● **STATED EXERCISE**: Render every line of the entries below as a Markdown table with two columns, Row and Line, numbering each row and omitting blank lines.

● **MATERIALS PROVIDED**:
====================

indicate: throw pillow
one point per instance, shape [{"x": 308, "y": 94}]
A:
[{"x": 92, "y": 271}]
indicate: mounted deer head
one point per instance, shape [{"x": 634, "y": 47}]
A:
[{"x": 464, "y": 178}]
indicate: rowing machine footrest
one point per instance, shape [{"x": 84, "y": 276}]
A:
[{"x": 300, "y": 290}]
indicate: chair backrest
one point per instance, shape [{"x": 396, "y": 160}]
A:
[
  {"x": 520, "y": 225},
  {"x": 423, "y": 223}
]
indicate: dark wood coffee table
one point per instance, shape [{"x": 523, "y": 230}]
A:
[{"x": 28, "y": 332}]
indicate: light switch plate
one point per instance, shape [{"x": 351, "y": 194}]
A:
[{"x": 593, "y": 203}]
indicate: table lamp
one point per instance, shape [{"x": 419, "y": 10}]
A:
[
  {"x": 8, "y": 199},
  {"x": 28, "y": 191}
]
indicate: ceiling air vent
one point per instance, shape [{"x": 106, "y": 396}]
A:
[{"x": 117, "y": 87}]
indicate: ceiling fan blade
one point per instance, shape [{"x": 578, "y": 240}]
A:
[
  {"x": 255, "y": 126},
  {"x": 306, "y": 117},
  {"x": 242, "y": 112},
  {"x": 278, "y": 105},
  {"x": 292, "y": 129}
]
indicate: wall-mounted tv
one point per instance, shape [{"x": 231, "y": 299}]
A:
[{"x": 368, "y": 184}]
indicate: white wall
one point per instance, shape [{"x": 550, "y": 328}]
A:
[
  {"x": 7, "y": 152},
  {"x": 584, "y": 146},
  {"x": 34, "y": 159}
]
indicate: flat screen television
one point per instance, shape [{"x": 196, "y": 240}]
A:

====================

● **TASK SOLUTION**:
| Row | Line |
|---|---|
| 1 | indicate: throw pillow |
| 2 | one point per instance, shape [{"x": 308, "y": 94}] |
| 3 | A: |
| 4 | [{"x": 92, "y": 271}] |
| 5 | indicate: mounted deer head |
| 6 | one point per instance, shape [{"x": 634, "y": 47}] |
| 7 | A: |
| 8 | [{"x": 464, "y": 178}] |
| 9 | indicate: rowing machine footrest |
| 10 | one point per instance, shape [{"x": 84, "y": 276}] |
| 11 | A: |
| 12 | [{"x": 300, "y": 290}] |
| 13 | indicate: chair backrest |
| 14 | one point per instance, shape [{"x": 396, "y": 160}] |
| 15 | A: |
| 16 | [ |
| 17 |   {"x": 520, "y": 225}, |
| 18 |   {"x": 423, "y": 223} |
| 19 | ] |
| 20 | indicate: dark wood coffee table |
| 21 | one point per instance, shape [{"x": 523, "y": 230}] |
| 22 | A: |
| 23 | [{"x": 28, "y": 332}] |
| 24 | indicate: light switch plate |
| 25 | one point per instance, shape [{"x": 351, "y": 194}] |
| 26 | A: |
| 27 | [{"x": 593, "y": 203}] |
| 28 | indicate: table lamp |
| 29 | one point per instance, shape [{"x": 419, "y": 10}] |
| 30 | A: |
| 31 | [ |
| 32 |   {"x": 8, "y": 199}, |
| 33 |   {"x": 28, "y": 191} |
| 34 | ] |
| 35 | indicate: ceiling air vent |
| 36 | one point per instance, shape [{"x": 106, "y": 396}] |
| 37 | A: |
| 38 | [{"x": 117, "y": 87}] |
| 39 | indicate: ceiling fan blade |
| 40 | one point per instance, shape [{"x": 578, "y": 240}] |
| 41 | A: |
| 42 | [ |
| 43 |   {"x": 255, "y": 126}, |
| 44 |   {"x": 306, "y": 117}, |
| 45 |   {"x": 242, "y": 112}, |
| 46 |   {"x": 278, "y": 105}, |
| 47 |   {"x": 292, "y": 129} |
| 48 | ] |
| 49 | indicate: wall-mounted tv |
| 50 | one point per instance, shape [{"x": 231, "y": 299}] |
| 51 | A: |
| 52 | [{"x": 368, "y": 184}] |
| 53 | indicate: white wall |
| 54 | one point per instance, shape [{"x": 550, "y": 328}] |
| 55 | A: |
| 56 | [ |
| 57 |   {"x": 7, "y": 152}, |
| 58 |   {"x": 584, "y": 146}, |
| 59 |   {"x": 34, "y": 159} |
| 60 | ] |
| 61 | indicate: flat screen television |
| 62 | one point per instance, shape [{"x": 196, "y": 240}] |
| 63 | A: |